Dataset rows:

● ● ● ● ●

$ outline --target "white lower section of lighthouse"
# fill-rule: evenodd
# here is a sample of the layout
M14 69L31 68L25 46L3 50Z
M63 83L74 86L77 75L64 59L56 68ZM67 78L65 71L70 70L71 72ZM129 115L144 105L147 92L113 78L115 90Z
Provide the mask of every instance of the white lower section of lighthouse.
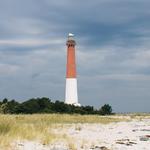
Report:
M80 106L78 103L78 91L77 91L77 79L76 78L66 78L66 104L72 104L75 106Z

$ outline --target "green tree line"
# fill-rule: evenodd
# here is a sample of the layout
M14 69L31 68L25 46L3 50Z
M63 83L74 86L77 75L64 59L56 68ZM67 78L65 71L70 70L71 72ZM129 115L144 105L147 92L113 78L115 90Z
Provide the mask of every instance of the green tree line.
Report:
M52 102L47 97L32 98L24 102L3 99L0 101L0 113L3 114L34 114L34 113L66 113L66 114L112 114L112 107L105 104L99 109L93 106L74 106L61 101Z

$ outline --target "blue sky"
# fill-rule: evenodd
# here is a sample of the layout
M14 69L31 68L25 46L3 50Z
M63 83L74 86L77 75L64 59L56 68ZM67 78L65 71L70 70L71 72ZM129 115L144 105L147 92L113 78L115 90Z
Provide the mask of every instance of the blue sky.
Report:
M149 0L0 0L0 99L64 100L75 34L79 101L150 111Z

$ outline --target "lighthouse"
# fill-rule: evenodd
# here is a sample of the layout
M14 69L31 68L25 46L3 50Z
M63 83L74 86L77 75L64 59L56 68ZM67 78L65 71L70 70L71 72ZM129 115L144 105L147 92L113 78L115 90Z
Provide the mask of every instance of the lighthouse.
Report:
M78 103L77 73L74 35L68 34L67 45L67 65L66 65L66 93L65 103L80 106Z

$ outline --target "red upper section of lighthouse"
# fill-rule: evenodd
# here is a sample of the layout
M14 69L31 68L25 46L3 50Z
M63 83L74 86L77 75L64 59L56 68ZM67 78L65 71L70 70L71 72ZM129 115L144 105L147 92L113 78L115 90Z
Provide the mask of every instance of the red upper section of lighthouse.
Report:
M68 37L66 78L76 78L75 41Z

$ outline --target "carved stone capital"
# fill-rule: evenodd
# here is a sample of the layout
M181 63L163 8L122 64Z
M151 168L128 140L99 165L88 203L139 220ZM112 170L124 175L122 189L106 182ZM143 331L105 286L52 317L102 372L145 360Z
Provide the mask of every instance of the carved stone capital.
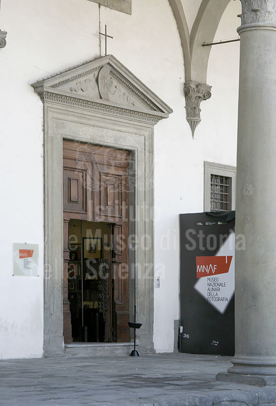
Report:
M2 48L5 48L7 45L6 37L7 33L7 31L2 31L0 29L0 49Z
M200 103L203 100L210 98L212 95L211 88L211 86L197 83L192 81L184 84L186 119L191 127L193 138L196 128L201 121Z
M240 0L241 26L261 24L276 26L275 0ZM242 27L241 27L242 28Z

● ● ● ● ●

Task to carry out:
Please report how many lines of the material above contain the string "upper", giving only the number.

Answer to this task:
2